* Article *
----

The team machines will have either 8 GB or 16 GB of RAM, of which at least 6 GB will be available for the virtual machine that provides the contest environment. The machines will have one of the following CPUs:
- Intel i3-4130 (2 cores, 4 threads, 3.4 Ghz)
- Intel i5-4590 (4 cores, 4 threads, 2.93 Ghz)
- Intel i7-2600 (4 cores, 8 threads, 3.4 Ghz)
- Intel i7-6700T (4 cores, 8 threads, 2.8 Ghz)
- Intel i7-7700T (4 cores, 8 threads, 2.9 Ghz)
The allocation of machines to teams will be drawn at random.
The team machines will be equipped either with an AZERTY keyboard or with a QWERTY keyboard, depending on the information provided by the team at registration (see the registration page for details about how to specify this). Subject to availability, the AZERTY keyboards will be one of the following two models (one, two, allocated at random) and the QWERTY keyboards will be like this. Teams are not permitted to bring their own keyboards, but may put stickers on the keyboard if they wish; see regulations.

----

* Problems and tasks *
- A) Translate the following sentence from the contest hardware description into French: "The allocation of machines to teams will be drawn at random."
- B) Output the portion of the contest hardware description starting with "- Intel i7-6700T" and going on through "wish; see regulations.".
- C) List every CPU model named in the contest hardware description.

----

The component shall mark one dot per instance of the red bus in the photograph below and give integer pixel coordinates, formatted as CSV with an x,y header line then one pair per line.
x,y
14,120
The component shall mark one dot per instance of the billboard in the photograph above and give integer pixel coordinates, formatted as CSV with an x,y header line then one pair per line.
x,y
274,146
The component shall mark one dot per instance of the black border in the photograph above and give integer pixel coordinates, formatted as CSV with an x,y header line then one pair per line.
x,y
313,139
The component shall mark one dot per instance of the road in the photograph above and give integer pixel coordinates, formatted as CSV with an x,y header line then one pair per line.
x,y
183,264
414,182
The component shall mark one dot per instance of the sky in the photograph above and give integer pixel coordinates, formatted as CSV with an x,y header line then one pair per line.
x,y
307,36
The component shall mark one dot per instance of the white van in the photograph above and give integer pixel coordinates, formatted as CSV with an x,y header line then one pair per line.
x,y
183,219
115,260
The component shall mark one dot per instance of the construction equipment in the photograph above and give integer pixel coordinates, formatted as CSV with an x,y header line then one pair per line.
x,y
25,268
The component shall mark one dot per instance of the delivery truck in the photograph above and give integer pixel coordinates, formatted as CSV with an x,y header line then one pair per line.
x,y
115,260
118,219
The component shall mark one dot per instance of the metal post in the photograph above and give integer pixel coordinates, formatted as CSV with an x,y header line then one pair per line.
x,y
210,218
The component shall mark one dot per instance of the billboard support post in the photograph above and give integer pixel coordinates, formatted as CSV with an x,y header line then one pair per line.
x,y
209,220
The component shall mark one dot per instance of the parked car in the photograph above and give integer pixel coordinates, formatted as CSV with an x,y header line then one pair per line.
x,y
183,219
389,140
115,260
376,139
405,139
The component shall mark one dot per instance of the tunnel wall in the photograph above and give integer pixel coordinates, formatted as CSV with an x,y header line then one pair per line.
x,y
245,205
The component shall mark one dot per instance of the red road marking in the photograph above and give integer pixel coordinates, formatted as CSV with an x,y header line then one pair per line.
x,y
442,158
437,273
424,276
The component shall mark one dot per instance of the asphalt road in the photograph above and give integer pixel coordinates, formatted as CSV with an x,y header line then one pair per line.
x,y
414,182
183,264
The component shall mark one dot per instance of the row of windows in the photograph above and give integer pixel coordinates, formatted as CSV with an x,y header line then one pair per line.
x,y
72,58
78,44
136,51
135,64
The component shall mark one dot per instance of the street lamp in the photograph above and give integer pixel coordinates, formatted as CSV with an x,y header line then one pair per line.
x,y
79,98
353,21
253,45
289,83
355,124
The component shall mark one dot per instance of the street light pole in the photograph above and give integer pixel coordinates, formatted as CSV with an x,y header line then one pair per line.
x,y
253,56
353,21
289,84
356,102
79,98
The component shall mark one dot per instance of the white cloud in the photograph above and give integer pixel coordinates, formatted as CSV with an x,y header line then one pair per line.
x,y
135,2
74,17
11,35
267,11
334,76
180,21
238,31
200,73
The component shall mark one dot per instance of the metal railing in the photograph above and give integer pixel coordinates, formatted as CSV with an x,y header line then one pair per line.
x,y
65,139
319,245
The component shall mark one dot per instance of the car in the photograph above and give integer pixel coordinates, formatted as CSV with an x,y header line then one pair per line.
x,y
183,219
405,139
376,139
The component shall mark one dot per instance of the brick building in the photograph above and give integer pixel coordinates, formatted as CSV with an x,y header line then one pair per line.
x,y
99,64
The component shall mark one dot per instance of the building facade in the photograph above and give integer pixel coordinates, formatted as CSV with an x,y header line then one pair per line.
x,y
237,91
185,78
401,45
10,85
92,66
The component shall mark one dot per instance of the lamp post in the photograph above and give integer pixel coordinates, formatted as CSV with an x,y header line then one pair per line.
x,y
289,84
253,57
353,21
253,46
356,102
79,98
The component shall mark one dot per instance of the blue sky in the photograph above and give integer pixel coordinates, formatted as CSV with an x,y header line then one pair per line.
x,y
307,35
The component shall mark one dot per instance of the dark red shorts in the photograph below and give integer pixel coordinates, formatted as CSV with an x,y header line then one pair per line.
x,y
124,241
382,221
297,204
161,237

----

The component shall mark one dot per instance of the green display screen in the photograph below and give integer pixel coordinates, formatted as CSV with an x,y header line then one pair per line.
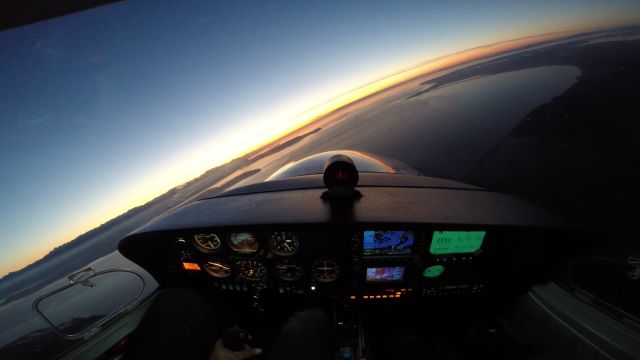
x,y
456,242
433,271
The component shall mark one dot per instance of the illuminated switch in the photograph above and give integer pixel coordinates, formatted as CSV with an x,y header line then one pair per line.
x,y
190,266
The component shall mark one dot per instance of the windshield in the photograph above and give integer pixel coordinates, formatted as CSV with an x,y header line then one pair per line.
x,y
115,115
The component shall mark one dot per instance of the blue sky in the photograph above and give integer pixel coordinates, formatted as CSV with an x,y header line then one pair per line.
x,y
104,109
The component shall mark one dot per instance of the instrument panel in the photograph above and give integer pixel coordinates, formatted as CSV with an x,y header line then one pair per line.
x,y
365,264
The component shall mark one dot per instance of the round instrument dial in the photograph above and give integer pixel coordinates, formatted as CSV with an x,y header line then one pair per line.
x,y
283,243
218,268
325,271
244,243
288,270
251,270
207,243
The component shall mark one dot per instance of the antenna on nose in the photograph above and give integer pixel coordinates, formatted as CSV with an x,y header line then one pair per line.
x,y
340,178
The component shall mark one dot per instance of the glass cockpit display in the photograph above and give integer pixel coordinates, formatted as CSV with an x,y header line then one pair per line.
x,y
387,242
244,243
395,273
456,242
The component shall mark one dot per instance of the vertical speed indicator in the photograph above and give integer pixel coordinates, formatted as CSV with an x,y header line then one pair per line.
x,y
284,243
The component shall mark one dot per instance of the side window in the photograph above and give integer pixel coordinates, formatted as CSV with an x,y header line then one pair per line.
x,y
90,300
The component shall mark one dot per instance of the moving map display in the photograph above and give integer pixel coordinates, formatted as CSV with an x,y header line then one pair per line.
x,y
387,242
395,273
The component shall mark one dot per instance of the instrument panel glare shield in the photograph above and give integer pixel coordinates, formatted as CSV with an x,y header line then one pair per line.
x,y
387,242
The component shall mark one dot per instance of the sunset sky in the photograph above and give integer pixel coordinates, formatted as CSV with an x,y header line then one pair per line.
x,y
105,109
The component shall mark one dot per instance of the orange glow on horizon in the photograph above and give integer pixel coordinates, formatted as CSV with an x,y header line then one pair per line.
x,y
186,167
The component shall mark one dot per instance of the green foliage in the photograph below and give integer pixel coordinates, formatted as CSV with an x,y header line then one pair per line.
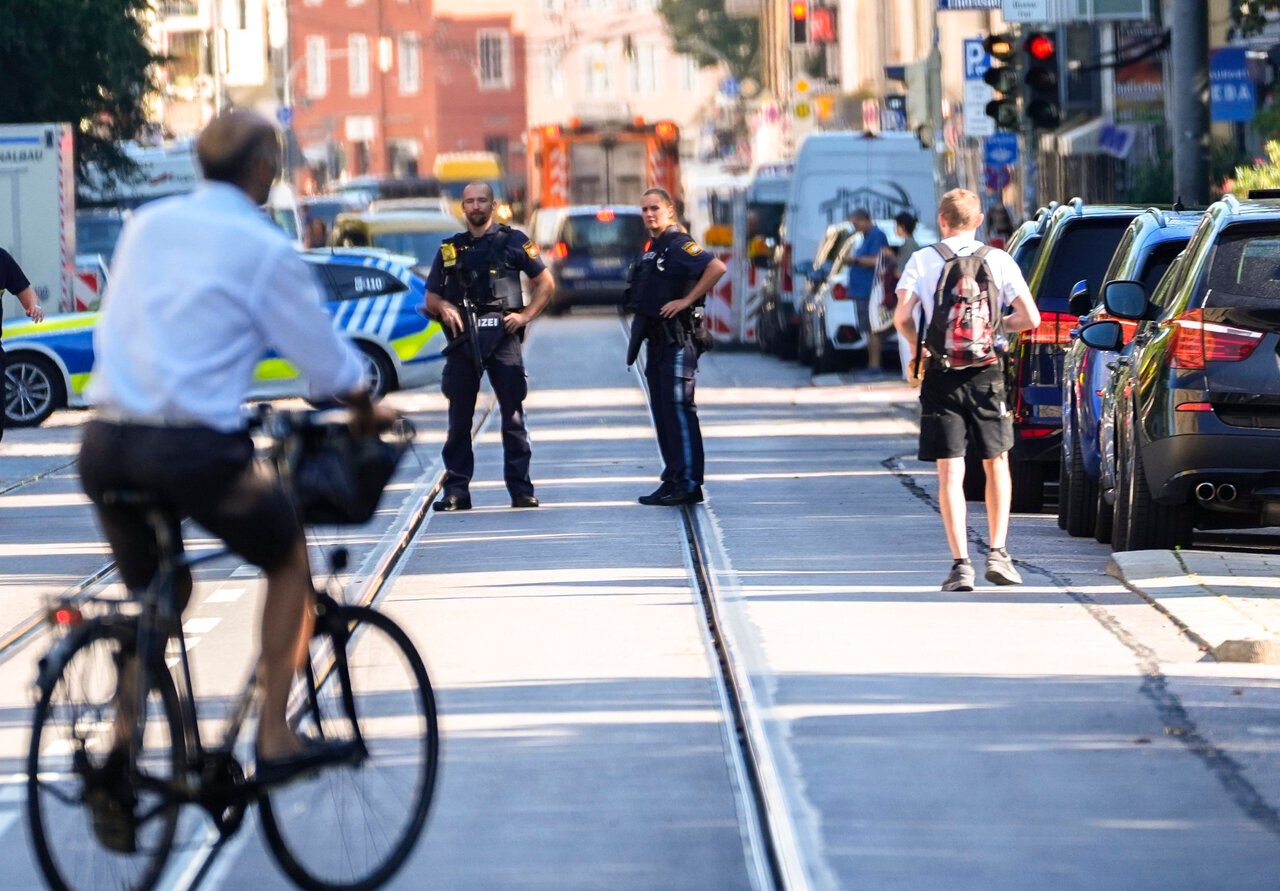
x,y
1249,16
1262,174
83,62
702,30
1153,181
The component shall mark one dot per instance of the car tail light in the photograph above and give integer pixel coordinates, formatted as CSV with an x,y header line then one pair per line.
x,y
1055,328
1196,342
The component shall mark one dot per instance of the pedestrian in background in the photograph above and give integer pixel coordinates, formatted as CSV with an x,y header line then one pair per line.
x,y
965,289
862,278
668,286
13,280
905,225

----

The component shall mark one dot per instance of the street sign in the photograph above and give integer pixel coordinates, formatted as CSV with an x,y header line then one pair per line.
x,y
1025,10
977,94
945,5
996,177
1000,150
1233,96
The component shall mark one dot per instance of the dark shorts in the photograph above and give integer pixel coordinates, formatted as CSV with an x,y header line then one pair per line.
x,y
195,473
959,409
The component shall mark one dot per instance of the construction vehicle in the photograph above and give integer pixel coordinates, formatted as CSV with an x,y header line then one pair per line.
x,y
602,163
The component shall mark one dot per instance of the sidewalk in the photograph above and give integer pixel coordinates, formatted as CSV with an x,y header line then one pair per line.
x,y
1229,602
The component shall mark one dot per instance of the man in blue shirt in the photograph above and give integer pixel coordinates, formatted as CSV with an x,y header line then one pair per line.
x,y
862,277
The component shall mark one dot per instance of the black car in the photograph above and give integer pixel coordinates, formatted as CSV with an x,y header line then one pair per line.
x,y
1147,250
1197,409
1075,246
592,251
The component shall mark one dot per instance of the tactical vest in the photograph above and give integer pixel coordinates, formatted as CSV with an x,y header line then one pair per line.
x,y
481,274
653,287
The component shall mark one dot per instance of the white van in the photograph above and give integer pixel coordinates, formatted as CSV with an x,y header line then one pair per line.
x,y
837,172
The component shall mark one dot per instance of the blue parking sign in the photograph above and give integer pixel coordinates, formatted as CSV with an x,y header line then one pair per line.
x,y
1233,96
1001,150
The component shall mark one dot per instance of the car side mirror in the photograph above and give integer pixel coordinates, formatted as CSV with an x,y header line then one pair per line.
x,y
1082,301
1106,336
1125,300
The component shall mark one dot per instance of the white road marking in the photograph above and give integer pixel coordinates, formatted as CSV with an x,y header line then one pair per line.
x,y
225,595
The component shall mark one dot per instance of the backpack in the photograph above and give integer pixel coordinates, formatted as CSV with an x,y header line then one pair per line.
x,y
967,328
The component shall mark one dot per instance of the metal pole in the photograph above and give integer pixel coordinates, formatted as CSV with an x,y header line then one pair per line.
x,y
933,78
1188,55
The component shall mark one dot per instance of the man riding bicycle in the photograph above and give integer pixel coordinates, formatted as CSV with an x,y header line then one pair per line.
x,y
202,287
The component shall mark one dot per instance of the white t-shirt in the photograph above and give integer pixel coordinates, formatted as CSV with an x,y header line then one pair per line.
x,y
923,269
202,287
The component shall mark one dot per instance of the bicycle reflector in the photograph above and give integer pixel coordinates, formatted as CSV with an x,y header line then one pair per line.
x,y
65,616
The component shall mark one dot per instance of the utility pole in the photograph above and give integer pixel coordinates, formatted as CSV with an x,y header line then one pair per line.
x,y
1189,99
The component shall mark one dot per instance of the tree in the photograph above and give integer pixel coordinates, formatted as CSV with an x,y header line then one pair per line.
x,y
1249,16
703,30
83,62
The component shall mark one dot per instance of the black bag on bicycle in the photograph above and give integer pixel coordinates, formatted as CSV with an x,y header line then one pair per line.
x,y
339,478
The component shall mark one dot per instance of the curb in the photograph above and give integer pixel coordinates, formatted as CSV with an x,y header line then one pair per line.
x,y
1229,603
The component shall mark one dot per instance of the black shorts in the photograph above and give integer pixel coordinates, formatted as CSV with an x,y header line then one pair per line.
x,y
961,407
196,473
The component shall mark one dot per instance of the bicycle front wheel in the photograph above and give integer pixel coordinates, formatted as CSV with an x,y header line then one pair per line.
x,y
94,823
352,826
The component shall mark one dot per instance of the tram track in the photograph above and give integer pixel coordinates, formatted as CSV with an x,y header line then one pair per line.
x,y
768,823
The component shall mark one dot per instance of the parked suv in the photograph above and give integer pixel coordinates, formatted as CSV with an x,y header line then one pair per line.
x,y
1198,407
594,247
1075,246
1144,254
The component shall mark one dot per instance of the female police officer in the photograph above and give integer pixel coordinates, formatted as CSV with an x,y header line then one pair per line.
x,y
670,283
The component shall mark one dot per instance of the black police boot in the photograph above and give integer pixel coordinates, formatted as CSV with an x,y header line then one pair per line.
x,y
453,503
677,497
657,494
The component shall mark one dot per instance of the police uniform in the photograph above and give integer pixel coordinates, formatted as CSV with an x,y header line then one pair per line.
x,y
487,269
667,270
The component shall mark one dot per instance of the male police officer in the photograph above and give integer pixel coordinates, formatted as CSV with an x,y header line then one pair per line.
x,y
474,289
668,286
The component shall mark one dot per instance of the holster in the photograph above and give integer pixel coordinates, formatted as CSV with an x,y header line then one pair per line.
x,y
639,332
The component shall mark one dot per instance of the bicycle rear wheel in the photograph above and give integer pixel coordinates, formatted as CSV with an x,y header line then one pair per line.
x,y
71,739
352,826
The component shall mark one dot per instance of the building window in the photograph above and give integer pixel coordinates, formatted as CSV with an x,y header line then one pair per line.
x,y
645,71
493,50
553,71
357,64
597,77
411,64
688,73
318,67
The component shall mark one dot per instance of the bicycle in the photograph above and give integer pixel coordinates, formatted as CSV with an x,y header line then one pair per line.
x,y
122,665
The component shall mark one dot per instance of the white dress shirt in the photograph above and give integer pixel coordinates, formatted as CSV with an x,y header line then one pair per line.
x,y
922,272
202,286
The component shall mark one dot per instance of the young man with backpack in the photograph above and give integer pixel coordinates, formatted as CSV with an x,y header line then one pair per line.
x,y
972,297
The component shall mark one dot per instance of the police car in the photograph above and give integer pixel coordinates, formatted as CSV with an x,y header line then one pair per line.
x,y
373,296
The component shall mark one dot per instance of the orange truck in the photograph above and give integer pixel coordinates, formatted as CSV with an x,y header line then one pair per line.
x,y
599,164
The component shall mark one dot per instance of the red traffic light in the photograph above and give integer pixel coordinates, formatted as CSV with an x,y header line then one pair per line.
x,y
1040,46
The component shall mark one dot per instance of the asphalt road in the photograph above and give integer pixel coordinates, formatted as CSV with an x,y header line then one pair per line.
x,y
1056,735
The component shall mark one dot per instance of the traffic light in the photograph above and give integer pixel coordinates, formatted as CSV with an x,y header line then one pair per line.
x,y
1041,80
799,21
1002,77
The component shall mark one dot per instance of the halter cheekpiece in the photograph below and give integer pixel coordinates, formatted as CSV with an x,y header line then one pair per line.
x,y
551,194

----

* Worked solutions *
- A) L'attribution des machines aux équipes sera tirée au sort.

- B)
- Intel i7-6700T (4 cores, 8 threads, 2.8 Ghz)
- Intel i7-7700T (4 cores, 8 threads, 2.9 Ghz)
The allocation of machines to teams will be drawn at random.
The team machines will be equipped either with an AZERTY keyboard or with a QWERTY keyboard, depending on the information provided by the team at registration (see the registration page for details about how to specify this). Subject to availability, the AZERTY keyboards will be one of the following two models (one, two, allocated at random) and the QWERTY keyboards will be like this. Teams are not permitted to bring their own keyboards, but may put stickers on the keyboard if they wish; see regulations.

- C)
Intel i3-4130
Intel i5-4590
Intel i7-2600
Intel i7-6700T
Intel i7-7700T